▸ **To do**: Continue the forum thread about the disappearing WiFi adapter on an Acer Aspire One running Windows 7, picking up after the last post shown.

▸ **Extract**:
# [Windows 7] [Acer Aspire one] WiFi issue.



## jashsayani

I just installed Windows 7 on my new Acer aspire one and it works like a charm, except for the WiFi !!
I did a Google search and found that many people have this problem but I could not find the solution.

Sometimes, WiFi works and after reboot, the Wireless adapter disappears from the network connections and device manager. After a few reboots, it again comes back and then disappears again after a reboot...

I tried removing the driver and a fresh install of the driver, but the problem is still there...

Any solutions??


----------



## Irishwhistle

What's the wireless chip's model?


----------



## jashsayani

Irishwhistle said:


> What's the wireless chip's model?



Atheros.


----------



## Irishwhistle

jashsayani said:


> Atheros.



Any idea of the exact model? To know what driver to use...


----------



## jashsayani

Irishwhistle said:


> Any idea of the exact model? To know what driver to use...



Atheros AR5007EG

Tried using the driver provided with the eRecovery system and it was fixed but after a reboot, again the same issue. 

No adapter in Network connections and Device manager...


----------



## ajm

I have the same problem.  Sometimes Windows doesn't even see my wireless card, and if it does then it will show no networks as available.  It seemed to sometimes work after a reboot & running troubelshooter, but now it's not working at all -- even with no SD cards inserted.


----------



## jashsayani

Any solution to this??


----------



## Abkrino

can you tell me if this is what you are experiencing?
you boot and you see a loading sign ( like the one instead of the sand clock this circle that "energy" spins in ) and then you have the disconnected sign on the network icon then you go to the Network Connections and find that the network card is working but it's not sending or receiving ?


----------



## Irishwhistle

Go to the control panel and click "add a device"

From there select your card and then locate the .inf driver file.  Should do it.


----------



## g4m3rof1337

Does 7 support WiFi?

▸ **Dataset section**:
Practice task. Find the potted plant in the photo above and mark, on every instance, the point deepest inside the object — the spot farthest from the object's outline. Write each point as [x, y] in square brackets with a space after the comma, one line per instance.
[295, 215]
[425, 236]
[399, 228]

▸ **The answer**:
I think a friend of mine said it doesn't.


----------



## KingDick

*WiFi etc*

I installed windows 7 onto my Aspire One (512 RAM, 160GB HD) in about 25 mins with an external usb DVD drive.
Worked like a dream except for the WiFi drivers. Then I found the 7.6.1.194 driver.
I updated the driver manually be selecting the location I placed it and it’s working great. Light blinks and everything….. whoopee 

Direct link to the download file:
http://www.croftophile.fr/pilote/atheros_v7.6.1.194.exewrek


----------



## m0nk3ys1ms

g4m3rof1337 said:


> Does 7 support WiFi?
> 
> I think a friend of mine said it doesn't.



Why would it not?


----------



## Irishwhistle

g4m3rof1337 said:


> Does 7 support WiFi?
> 
> I think a friend of mine said it doesn't.



BAHAHAHA!!!  Of course it does!

That'd be the end of MS if it didn't.


----------



## jashsayani

KingDick said:


> I installed windows 7 onto my Aspire One (512 RAM, 160GB HD) in about 25 mins with an external usb DVD drive.
> Worked like a dream except for the WiFi drivers. Then I found the 7.6.1.194 driver.
> I updated the driver manually be selecting the location I placed it and it’s working great. Light blinks and everything….. whoopee
> 
> Direct link to the download file:
> http://www.croftophile.fr/pilote/atheros_v7.6.1.194.exewrek



Thanks!  Problem solved.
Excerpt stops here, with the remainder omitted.